▶ **TEXT BLOCK**:

Module Pin ESP32 Pin
VCC 5V (external power recommended for multiple modules)
GND GND
DIN GPIO23 (MOSI)
CS GPIO5 (configurable)
CLK GPIO18 (SCK)

ESP8266 Connection:

Module Pin ESP8266 Pin
VCC 5V (external power recommended)
GND GND
DIN GPIO13 (MOSI – HSPI)
CS GPIO15 (configurable)
CLK GPIO14 (SCK – HSPI)

Raspberry Pi Connection:

Module Pin Raspberry Pi GPIO (BCM)
VCC 5V Pin
GND GND Pin
DIN GPIO10 (MOSI)
CS GPIO8 (CE0)
CLK GPIO11 (SCLK)

8051/AVR/PIC Single-Chip Microcomputer Connection:

Module Pin MCU Connection
VCC 5V power supply
GND System ground
DIN Any available I/O pin (software SPI) or hardware MOSI pin
CS Any available I/O pin
CLK Any available I/O pin (software SPI) or hardware SCK pin

⚠️ Important: For Raspberry Pi and other 3.3V logic devices, the MAX7219 requires 5V power, but the logic signals (DIN, CS, CLK) should ideally be level-shifted from 3.3V to 5V for reliable operation. While some users report success without level shifting, voltage level converters are recommended for production installations.

▶ **SUPPLIED INFORMATION**:

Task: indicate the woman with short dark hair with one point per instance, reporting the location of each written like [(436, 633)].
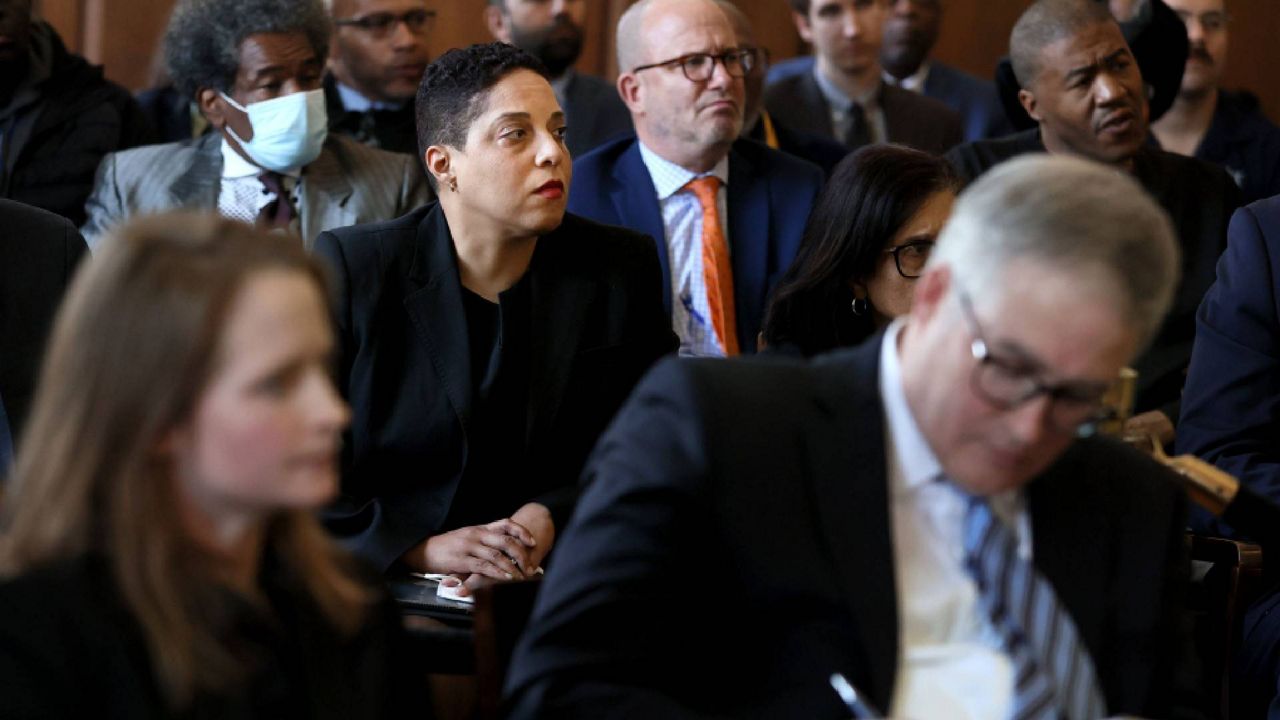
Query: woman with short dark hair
...
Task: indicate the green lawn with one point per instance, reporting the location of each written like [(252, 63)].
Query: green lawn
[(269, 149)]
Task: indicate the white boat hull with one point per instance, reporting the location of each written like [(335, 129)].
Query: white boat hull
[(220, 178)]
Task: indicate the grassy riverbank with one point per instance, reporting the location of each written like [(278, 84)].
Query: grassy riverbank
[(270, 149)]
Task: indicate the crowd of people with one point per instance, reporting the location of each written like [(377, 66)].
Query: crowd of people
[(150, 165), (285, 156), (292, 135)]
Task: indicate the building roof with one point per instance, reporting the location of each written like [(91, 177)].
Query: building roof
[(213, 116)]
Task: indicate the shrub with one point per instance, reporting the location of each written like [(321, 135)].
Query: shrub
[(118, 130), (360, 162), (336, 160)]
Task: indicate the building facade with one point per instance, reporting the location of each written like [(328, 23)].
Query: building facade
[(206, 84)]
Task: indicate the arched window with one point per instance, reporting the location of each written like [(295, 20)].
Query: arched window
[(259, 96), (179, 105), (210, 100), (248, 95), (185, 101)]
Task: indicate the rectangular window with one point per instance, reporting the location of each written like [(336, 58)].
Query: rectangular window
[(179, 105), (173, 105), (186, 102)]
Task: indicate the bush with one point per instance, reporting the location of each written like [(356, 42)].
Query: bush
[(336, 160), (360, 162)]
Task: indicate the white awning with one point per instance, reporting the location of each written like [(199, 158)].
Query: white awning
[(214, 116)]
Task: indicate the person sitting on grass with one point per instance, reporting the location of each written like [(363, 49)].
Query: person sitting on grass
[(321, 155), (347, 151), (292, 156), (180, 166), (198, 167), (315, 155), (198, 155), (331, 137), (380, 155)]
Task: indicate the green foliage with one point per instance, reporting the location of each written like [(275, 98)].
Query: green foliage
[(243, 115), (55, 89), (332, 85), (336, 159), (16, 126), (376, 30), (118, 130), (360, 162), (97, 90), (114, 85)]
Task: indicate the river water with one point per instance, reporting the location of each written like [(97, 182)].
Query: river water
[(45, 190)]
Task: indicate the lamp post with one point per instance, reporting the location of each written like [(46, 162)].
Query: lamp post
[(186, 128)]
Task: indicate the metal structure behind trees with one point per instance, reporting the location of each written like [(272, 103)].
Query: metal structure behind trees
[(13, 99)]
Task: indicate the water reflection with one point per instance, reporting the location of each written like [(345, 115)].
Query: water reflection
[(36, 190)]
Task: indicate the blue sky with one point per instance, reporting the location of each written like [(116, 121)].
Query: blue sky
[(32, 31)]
--
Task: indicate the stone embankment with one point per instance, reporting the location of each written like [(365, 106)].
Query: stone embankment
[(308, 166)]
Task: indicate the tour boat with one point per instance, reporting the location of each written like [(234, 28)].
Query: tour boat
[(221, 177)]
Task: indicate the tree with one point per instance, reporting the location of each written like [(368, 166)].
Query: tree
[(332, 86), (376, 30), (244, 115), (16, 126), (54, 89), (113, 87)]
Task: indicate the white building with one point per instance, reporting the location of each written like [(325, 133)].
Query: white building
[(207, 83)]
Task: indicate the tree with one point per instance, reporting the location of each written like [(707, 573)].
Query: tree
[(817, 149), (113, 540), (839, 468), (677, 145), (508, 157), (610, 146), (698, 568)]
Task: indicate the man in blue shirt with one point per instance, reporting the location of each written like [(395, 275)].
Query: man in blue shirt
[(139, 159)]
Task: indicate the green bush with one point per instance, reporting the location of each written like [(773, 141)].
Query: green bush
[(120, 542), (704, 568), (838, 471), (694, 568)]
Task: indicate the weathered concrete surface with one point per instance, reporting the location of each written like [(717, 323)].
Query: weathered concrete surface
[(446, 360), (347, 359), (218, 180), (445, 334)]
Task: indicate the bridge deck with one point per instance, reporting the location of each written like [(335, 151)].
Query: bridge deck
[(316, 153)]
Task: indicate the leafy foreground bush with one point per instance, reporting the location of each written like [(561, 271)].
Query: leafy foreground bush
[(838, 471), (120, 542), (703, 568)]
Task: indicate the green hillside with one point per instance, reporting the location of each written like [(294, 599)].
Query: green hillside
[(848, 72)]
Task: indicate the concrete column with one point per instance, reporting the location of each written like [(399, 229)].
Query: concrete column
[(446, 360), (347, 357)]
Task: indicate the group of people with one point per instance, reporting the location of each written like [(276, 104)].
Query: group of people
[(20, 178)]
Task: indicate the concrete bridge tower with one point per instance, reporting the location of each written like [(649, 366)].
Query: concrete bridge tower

▶ **TASKS FOR THIS EXERCISE**:
[1] List every module pin name that appears in the connection tables of the MAX7219 wiring text.
[2] Reproduce the stretch of the MAX7219 wiring text from "Module Pin ESP32" through "(external power recommended)".

▶ **RESULTS OF THE TASKS**:
[1] VCC, GND, DIN, CS, CLK

[2]
Module Pin ESP32 Pin
VCC 5V (external power recommended for multiple modules)
GND GND
DIN GPIO23 (MOSI)
CS GPIO5 (configurable)
CLK GPIO18 (SCK)

ESP8266 Connection:

Module Pin ESP8266 Pin
VCC 5V (external power recommended)